**TO BE DONE:**
Your task is to copy every line of this material exactly.

------------------------

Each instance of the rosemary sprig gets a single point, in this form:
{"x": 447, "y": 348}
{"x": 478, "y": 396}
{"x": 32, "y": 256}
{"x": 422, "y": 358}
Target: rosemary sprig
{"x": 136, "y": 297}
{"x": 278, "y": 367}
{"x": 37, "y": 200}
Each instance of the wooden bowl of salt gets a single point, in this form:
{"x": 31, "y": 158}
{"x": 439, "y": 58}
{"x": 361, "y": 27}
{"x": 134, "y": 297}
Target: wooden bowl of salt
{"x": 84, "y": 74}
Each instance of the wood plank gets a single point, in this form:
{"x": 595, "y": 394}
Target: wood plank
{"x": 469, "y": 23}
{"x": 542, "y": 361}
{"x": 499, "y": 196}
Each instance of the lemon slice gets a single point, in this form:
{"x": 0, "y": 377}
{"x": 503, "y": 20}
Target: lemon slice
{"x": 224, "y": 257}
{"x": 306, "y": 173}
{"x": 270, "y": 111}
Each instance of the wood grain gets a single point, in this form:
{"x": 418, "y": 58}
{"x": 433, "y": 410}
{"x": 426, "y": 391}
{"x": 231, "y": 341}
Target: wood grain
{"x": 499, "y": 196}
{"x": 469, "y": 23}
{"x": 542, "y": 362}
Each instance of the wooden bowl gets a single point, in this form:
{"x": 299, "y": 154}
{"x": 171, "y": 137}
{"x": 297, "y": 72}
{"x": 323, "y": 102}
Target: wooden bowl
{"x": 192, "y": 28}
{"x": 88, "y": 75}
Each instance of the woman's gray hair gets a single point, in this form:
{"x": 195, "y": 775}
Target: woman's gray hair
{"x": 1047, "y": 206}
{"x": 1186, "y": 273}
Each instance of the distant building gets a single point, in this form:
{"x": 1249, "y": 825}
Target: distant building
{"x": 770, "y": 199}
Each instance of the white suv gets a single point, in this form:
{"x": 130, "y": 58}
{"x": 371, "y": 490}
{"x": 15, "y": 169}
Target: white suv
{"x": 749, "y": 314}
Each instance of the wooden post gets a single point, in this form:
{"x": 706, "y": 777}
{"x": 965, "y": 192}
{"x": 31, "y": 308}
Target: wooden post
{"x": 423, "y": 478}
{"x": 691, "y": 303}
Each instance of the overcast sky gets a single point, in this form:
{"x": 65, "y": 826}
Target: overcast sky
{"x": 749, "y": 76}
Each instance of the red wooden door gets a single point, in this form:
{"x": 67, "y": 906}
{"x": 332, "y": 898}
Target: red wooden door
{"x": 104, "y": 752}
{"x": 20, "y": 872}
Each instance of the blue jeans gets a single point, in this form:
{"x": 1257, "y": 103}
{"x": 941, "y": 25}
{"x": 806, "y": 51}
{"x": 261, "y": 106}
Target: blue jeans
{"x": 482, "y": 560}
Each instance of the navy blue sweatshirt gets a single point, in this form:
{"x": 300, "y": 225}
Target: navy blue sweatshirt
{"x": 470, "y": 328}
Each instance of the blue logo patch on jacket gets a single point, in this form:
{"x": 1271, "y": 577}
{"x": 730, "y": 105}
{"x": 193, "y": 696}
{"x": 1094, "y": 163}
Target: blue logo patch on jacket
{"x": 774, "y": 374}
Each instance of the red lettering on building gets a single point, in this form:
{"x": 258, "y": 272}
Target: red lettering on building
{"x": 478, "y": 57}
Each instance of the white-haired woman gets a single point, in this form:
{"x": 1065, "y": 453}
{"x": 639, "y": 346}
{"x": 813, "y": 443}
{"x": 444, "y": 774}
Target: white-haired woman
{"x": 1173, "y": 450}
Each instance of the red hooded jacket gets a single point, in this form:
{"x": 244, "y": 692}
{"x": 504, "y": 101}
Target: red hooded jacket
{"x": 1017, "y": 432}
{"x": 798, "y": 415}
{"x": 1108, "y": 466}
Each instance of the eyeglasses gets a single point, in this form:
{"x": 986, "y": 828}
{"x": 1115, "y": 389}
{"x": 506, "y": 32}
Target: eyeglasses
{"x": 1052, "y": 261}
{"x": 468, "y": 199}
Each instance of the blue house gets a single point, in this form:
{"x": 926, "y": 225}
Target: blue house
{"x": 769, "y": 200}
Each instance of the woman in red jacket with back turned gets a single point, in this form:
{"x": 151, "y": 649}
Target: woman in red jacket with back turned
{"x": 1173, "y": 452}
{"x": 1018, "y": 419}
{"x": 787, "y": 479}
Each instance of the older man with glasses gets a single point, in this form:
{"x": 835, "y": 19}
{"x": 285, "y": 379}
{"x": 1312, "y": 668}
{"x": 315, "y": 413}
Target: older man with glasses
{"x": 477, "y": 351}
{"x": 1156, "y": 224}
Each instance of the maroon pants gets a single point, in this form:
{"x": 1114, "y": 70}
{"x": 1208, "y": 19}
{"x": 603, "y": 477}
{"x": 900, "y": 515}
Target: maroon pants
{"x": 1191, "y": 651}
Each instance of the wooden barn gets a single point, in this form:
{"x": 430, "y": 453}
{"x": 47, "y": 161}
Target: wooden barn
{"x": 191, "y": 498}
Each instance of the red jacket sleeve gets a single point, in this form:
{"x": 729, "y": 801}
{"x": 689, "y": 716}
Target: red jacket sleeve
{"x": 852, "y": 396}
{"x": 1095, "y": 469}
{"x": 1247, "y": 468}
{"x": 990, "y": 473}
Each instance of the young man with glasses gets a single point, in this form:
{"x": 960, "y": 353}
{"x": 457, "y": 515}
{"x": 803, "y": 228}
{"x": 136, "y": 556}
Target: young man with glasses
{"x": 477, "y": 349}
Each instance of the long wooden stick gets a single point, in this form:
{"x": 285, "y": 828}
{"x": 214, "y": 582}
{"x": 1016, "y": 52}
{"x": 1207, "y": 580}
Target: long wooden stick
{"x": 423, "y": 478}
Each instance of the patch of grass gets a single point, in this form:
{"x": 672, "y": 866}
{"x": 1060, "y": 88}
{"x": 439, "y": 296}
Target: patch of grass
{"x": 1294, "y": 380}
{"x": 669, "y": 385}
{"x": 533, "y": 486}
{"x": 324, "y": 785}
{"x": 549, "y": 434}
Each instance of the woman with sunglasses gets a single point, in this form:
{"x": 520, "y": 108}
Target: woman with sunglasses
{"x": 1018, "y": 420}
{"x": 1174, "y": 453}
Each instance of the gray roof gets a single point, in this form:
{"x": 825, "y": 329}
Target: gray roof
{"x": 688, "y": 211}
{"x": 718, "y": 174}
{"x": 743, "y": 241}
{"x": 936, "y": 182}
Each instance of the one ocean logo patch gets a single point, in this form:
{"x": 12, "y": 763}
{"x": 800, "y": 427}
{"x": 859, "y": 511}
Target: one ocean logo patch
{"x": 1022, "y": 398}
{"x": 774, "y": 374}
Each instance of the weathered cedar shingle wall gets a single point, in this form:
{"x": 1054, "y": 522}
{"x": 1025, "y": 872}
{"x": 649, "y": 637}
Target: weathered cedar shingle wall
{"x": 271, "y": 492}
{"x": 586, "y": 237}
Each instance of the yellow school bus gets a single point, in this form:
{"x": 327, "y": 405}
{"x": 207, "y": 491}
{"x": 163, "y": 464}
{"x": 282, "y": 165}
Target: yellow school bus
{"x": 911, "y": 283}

------------------------

**EXERCISE RESPONSE:**
Each instance of the rosemary sprig gets a single point, in this form:
{"x": 447, "y": 348}
{"x": 478, "y": 396}
{"x": 32, "y": 256}
{"x": 422, "y": 358}
Target: rosemary sprig
{"x": 136, "y": 297}
{"x": 278, "y": 367}
{"x": 37, "y": 200}
Each instance of the wooden bowl of salt gets a single point, in this form:
{"x": 31, "y": 158}
{"x": 439, "y": 58}
{"x": 361, "y": 27}
{"x": 134, "y": 297}
Target: wooden bowl of salt
{"x": 84, "y": 74}
Each instance of the wood plank gets a single point, in this form:
{"x": 595, "y": 394}
Target: wood plank
{"x": 469, "y": 23}
{"x": 542, "y": 361}
{"x": 499, "y": 196}
Each instance of the lemon slice gets a single point, in this form:
{"x": 0, "y": 377}
{"x": 503, "y": 20}
Target: lemon slice
{"x": 224, "y": 257}
{"x": 306, "y": 173}
{"x": 270, "y": 111}
Each instance of the wood grain gets a single point, in this form:
{"x": 418, "y": 58}
{"x": 433, "y": 410}
{"x": 426, "y": 391}
{"x": 231, "y": 341}
Target: wood grain
{"x": 499, "y": 196}
{"x": 469, "y": 23}
{"x": 542, "y": 362}
Each instance of the wooden bowl gets a single point, in this form:
{"x": 299, "y": 154}
{"x": 171, "y": 137}
{"x": 297, "y": 72}
{"x": 323, "y": 102}
Target: wooden bowl
{"x": 192, "y": 28}
{"x": 88, "y": 75}
Each instance of the woman's gray hair gets a single point, in this form:
{"x": 195, "y": 775}
Target: woman's gray hair
{"x": 1047, "y": 206}
{"x": 1186, "y": 273}
Each instance of the distant building gets a single point, in this form:
{"x": 1249, "y": 825}
Target: distant building
{"x": 770, "y": 199}
Each instance of the white suv gets a single point, in this form:
{"x": 130, "y": 58}
{"x": 371, "y": 490}
{"x": 15, "y": 169}
Target: white suv
{"x": 749, "y": 314}
Each instance of the wooden post gets a single point, in this form:
{"x": 706, "y": 777}
{"x": 965, "y": 192}
{"x": 31, "y": 308}
Target: wooden post
{"x": 423, "y": 478}
{"x": 691, "y": 303}
Each instance of the overcast sky gets a single point, in this form:
{"x": 65, "y": 826}
Target: overcast sky
{"x": 749, "y": 76}
Each instance of the red wooden door gets a single point, in this form:
{"x": 67, "y": 906}
{"x": 332, "y": 898}
Target: red wooden door
{"x": 104, "y": 752}
{"x": 20, "y": 872}
Each instance of the blue jeans gets a single point, in this form:
{"x": 1257, "y": 103}
{"x": 941, "y": 25}
{"x": 806, "y": 51}
{"x": 261, "y": 106}
Target: blue jeans
{"x": 482, "y": 560}
Each instance of the navy blue sweatshirt gets a single point, in this form:
{"x": 300, "y": 225}
Target: navy blue sweatshirt
{"x": 470, "y": 328}
Each instance of the blue logo patch on jacket gets a single point, in this form:
{"x": 1271, "y": 577}
{"x": 730, "y": 105}
{"x": 193, "y": 696}
{"x": 1094, "y": 163}
Target: blue logo patch on jacket
{"x": 774, "y": 374}
Each instance of the red lettering on building gets a single point, in this form:
{"x": 258, "y": 272}
Target: red lettering on building
{"x": 478, "y": 57}
Each instance of the white-haired woman gets a single point, in this form:
{"x": 1065, "y": 453}
{"x": 639, "y": 346}
{"x": 813, "y": 443}
{"x": 444, "y": 774}
Target: white-haired woman
{"x": 1173, "y": 450}
Each instance of the red hooded jacket gets a single point, in this form:
{"x": 244, "y": 692}
{"x": 504, "y": 101}
Target: red hooded jacket
{"x": 1017, "y": 432}
{"x": 798, "y": 415}
{"x": 1108, "y": 466}
Each instance of the eyeglasses gets a single point, in this form:
{"x": 986, "y": 828}
{"x": 1115, "y": 389}
{"x": 506, "y": 32}
Target: eyeglasses
{"x": 1052, "y": 261}
{"x": 468, "y": 199}
Each instance of the blue house gets a single point, in this form:
{"x": 926, "y": 225}
Target: blue house
{"x": 769, "y": 200}
Each instance of the woman in red jacket with back turned gets a single point, in this form:
{"x": 151, "y": 649}
Target: woman in red jacket with back turned
{"x": 1173, "y": 452}
{"x": 1018, "y": 419}
{"x": 787, "y": 479}
Each instance of the older man with glasses gets a single point, in this form:
{"x": 835, "y": 19}
{"x": 285, "y": 379}
{"x": 1312, "y": 668}
{"x": 315, "y": 413}
Target: older man with glasses
{"x": 477, "y": 351}
{"x": 1156, "y": 224}
Each instance of the maroon pants gets a single point, in this form:
{"x": 1114, "y": 70}
{"x": 1208, "y": 19}
{"x": 603, "y": 477}
{"x": 900, "y": 515}
Target: maroon pants
{"x": 1191, "y": 651}
Each instance of the wooden barn gets a single point, in this form:
{"x": 430, "y": 453}
{"x": 47, "y": 161}
Target: wooden barn
{"x": 191, "y": 498}
Each instance of the red jacket sleeve gets a single point, in this form:
{"x": 729, "y": 801}
{"x": 689, "y": 716}
Target: red jacket sleeve
{"x": 852, "y": 396}
{"x": 1095, "y": 469}
{"x": 1247, "y": 468}
{"x": 990, "y": 473}
Each instance of the young man with glasses gets a single point, in this form:
{"x": 960, "y": 353}
{"x": 457, "y": 515}
{"x": 803, "y": 228}
{"x": 136, "y": 556}
Target: young man with glasses
{"x": 477, "y": 349}
Each instance of the long wooden stick gets a single point, in this form:
{"x": 285, "y": 828}
{"x": 214, "y": 582}
{"x": 1016, "y": 52}
{"x": 1207, "y": 580}
Target: long wooden stick
{"x": 423, "y": 478}
Each instance of the patch of grass gets a single point, in this form:
{"x": 672, "y": 866}
{"x": 1060, "y": 88}
{"x": 439, "y": 296}
Target: patch of grass
{"x": 1294, "y": 380}
{"x": 669, "y": 385}
{"x": 533, "y": 486}
{"x": 324, "y": 785}
{"x": 549, "y": 434}
Each instance of the woman with sunglasses gets a single point, in this form:
{"x": 520, "y": 108}
Target: woman with sunglasses
{"x": 1018, "y": 420}
{"x": 1174, "y": 453}
Each instance of the gray roof gets a single point, in this form:
{"x": 825, "y": 329}
Target: gray roof
{"x": 688, "y": 211}
{"x": 718, "y": 174}
{"x": 743, "y": 241}
{"x": 936, "y": 182}
Each instance of the one ocean logo patch gets a single point, in this form:
{"x": 12, "y": 763}
{"x": 800, "y": 427}
{"x": 859, "y": 511}
Target: one ocean logo patch
{"x": 1022, "y": 398}
{"x": 774, "y": 374}
Each instance of the weathered cedar shingle wall gets a single point, in this form:
{"x": 1054, "y": 522}
{"x": 1025, "y": 872}
{"x": 649, "y": 637}
Target: weathered cedar shingle wall
{"x": 271, "y": 492}
{"x": 586, "y": 237}
Each instance of the yellow school bus gets a single point, in this form:
{"x": 327, "y": 405}
{"x": 207, "y": 491}
{"x": 163, "y": 464}
{"x": 282, "y": 165}
Target: yellow school bus
{"x": 911, "y": 283}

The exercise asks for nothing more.